Record set:
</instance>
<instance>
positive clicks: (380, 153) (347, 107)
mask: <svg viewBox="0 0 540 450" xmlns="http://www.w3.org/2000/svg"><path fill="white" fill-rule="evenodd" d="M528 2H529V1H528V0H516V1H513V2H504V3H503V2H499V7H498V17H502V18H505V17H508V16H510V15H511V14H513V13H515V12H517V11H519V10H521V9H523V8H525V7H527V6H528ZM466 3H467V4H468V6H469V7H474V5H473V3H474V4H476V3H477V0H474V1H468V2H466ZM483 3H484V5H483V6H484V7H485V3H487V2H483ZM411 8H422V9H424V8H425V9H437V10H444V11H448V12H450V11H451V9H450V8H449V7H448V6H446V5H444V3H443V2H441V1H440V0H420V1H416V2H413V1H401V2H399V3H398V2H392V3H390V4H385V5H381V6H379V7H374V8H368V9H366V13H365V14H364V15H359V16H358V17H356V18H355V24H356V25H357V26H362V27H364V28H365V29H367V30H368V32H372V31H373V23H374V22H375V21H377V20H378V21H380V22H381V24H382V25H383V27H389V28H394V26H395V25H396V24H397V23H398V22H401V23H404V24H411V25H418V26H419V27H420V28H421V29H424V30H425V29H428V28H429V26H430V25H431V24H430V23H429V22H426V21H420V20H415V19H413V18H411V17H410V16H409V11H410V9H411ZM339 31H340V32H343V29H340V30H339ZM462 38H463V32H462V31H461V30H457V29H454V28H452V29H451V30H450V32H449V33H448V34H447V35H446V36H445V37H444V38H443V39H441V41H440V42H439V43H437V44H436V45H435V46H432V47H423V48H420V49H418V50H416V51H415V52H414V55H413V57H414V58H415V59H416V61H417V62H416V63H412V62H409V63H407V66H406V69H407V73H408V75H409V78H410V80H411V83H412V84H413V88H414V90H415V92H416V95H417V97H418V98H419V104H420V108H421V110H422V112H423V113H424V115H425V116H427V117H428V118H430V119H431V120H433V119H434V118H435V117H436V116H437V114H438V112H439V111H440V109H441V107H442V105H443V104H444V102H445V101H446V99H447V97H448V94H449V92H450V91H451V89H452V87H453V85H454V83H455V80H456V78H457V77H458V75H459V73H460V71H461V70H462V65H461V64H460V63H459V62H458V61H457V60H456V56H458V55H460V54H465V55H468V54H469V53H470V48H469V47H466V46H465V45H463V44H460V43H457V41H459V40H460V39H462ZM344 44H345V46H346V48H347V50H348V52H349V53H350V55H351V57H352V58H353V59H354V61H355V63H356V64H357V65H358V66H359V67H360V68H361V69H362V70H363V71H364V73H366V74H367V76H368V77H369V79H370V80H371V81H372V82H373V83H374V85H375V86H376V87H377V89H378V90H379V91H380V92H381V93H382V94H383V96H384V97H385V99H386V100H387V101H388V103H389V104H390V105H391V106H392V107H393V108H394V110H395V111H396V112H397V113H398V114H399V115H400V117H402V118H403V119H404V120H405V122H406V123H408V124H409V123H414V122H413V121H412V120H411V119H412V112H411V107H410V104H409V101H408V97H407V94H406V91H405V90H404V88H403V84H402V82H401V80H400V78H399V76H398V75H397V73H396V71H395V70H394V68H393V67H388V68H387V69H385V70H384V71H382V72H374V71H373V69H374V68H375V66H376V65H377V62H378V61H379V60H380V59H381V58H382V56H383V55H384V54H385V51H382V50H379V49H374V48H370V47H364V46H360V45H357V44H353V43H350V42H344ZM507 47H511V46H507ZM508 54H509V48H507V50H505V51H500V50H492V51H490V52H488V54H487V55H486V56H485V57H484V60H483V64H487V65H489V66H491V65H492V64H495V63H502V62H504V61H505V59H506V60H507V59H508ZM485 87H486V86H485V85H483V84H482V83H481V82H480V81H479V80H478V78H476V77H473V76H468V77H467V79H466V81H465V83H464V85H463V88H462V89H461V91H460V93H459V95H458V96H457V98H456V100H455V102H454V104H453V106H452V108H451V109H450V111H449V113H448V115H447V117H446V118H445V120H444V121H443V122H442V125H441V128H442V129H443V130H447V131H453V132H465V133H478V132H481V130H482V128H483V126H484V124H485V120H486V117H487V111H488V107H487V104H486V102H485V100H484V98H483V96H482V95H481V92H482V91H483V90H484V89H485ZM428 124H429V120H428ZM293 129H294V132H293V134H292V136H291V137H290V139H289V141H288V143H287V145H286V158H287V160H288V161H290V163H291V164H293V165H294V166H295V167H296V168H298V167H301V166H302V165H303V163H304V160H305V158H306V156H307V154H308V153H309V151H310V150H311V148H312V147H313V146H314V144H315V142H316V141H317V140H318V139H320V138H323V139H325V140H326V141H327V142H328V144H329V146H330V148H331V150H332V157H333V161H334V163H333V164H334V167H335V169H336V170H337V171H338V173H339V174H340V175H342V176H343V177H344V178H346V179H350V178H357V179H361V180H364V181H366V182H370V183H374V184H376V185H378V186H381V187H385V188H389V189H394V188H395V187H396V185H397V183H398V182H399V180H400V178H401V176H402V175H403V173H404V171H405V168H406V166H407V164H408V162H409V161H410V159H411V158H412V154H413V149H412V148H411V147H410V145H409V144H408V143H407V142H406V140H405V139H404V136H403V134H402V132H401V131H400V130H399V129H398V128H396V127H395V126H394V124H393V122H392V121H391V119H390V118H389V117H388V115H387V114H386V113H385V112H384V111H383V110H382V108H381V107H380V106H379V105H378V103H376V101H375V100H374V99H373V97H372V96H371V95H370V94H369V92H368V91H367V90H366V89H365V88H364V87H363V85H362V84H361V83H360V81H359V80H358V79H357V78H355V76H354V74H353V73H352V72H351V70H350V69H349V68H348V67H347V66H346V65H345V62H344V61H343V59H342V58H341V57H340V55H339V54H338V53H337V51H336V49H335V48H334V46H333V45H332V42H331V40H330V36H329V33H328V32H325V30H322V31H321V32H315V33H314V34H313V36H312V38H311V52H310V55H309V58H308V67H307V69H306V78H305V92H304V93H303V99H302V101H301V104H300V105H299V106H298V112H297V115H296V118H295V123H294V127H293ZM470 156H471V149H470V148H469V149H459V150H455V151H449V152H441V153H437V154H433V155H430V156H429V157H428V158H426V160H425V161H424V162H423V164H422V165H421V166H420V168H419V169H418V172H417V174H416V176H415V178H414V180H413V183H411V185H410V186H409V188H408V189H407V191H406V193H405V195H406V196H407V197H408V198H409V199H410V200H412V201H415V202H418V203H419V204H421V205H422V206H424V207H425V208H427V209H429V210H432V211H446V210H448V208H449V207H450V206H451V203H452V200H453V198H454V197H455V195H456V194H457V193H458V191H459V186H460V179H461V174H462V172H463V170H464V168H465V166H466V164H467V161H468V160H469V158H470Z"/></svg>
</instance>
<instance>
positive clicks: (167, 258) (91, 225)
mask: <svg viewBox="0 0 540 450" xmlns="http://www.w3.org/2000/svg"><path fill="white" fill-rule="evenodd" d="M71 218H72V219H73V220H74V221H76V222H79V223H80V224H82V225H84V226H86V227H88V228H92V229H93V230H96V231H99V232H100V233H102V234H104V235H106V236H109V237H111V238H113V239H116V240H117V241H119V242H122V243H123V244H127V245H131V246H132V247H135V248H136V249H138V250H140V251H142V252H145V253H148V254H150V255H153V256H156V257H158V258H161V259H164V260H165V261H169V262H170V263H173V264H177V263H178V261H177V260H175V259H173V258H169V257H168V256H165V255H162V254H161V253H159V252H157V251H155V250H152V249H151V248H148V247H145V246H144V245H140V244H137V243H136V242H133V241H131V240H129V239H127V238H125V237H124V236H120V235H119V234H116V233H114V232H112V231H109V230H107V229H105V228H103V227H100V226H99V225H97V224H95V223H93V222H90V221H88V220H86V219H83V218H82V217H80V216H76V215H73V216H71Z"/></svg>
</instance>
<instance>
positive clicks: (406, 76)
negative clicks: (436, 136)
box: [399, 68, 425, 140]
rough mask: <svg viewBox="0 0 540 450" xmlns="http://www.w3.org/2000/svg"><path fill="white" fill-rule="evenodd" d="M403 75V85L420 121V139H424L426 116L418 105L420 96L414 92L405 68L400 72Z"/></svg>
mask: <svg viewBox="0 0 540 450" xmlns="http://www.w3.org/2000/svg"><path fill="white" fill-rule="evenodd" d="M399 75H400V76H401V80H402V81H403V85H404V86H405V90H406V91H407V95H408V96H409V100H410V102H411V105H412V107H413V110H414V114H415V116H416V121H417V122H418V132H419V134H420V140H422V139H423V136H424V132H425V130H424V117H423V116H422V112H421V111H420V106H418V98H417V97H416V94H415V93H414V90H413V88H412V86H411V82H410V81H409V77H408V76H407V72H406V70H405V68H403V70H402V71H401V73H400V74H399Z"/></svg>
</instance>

Exercise directions: Copy all lines from the data above that contain the word "positive".

Result for this exercise:
positive clicks: (380, 153) (347, 107)
positive clicks: (167, 258) (91, 225)
positive clicks: (406, 76)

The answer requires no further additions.